(Document extract)

The project offered for Ph. D. dissertation research will focus on understanding the downstream signaling pathways that lead to microneme discharge in response to a rise in cytosolic Ca2+ in P. falciparum merozoites. What are the key Ca2+ responsive effectors that regulate microneme secretion? We have demonstrated that P. falciparum calcium-dependent protein kinase 1, PfCDPK1 (Bansal et al., 2012), and calcium-dependent phosphatase, calcineurin (Singh et al., 2013), mediate regulation of microneme secretion in merozoites. Inhibition of PfCDPK1 and calcineurin with pharmacological agents leads to a block in microneme discharge (Bansal et al., 2012 and Singh et al., 2013). In this project we will use genetic, pharmacological and proteomic approaches to study the functional roles of such downstream Ca2+ responsive effectors in regulation of microneme discharge. For example, to evaluate the functional role of calcineurin in microneme secretion, we will transfect P. falciparum blood stage parasites to express a mutant calcineurin that is resistant to cyclosporin A (CsA). Treatment of such transgenic parasites with CsA should not inhibit microneme discharge in contrast to wild type P. falciparum confirming role of calcineurin in this process. We will also overexpress the regulatory subunit of calcineurin, CnB, under control of a regulatable promoter to inhibit calcineurin activity. We will examine if overexpression of CnB in merozoites inhibits microneme discharge. We will use a phosphoproteomic approach to identify the substrates of calcineurin in P. falciparum merozoites that mediate microneme discharge. P. falciparum merozoites will be transferred from high K+ to low K+ buffers in presence or absence of calcineurin inhibitors. Changes in phosphorylation of merozoite proteins will be identified by determining changes in the global phosphoproteome. Analysis of the changes in global phosphoproteome should identify both the signaling pathways involved in microneme discharge as well as the protein substrates of calcineurin. These studies will provide information on the downstream signaling mechanisms involved in microneme secretion by P. falciparum merozoites during erythrocyte invasion.

(End Document extract)

Goal of the exercise: In the research project description, condense the paragraph beginning "The project offered for Ph. D. dissertation research" into a short bulleted list that keeps its main facts.

(Source data)

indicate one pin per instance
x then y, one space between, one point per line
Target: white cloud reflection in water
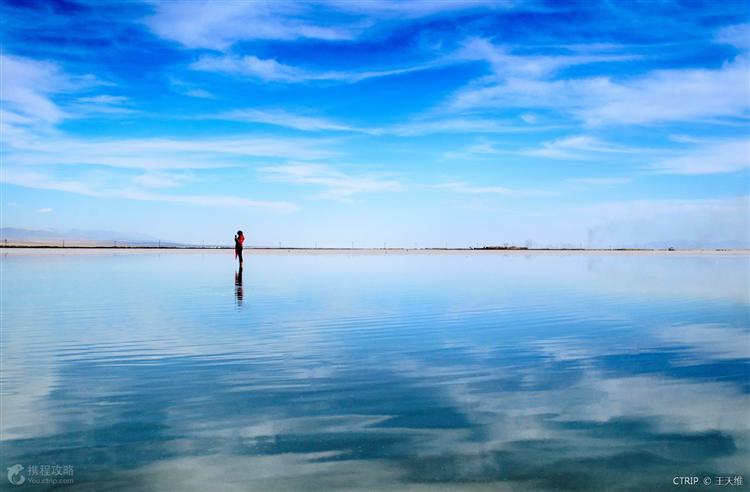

(End Source data)

Task response:
- Focus: the downstream signaling pathways that trigger microneme discharge when cytosolic Ca2+ rises in P. falciparum merozoites.
- Key question: which Ca2+ responsive effectors regulate microneme secretion?
- Prior findings: PfCDPK1 (Bansal et al., 2012) and calcineurin (Singh et al., 2013) regulate microneme secretion. Blocking either with pharmacological agents stops microneme discharge.
- Approach: genetic, pharmacological and proteomic methods.
- Calcineurin tests:
  - Express a cyclosporin A (CsA)-resistant mutant calcineurin in blood stage parasites. CsA should then fail to block microneme discharge, unlike in wild type, which would confirm calcineurin's role.
  - Overexpress the regulatory subunit CnB under a regulatable promoter to inhibit calcineurin, and check whether this blocks microneme discharge.
- Phosphoproteomics: move merozoites from high K+ to low K+ buffers, with or without calcineurin inhibitors, and track changes in the global phosphoproteome. This should reveal the signaling pathways involved in microneme discharge and the protein substrates of calcineurin.
- Expected outcome: insight into the downstream signaling behind microneme secretion during erythrocyte invasion.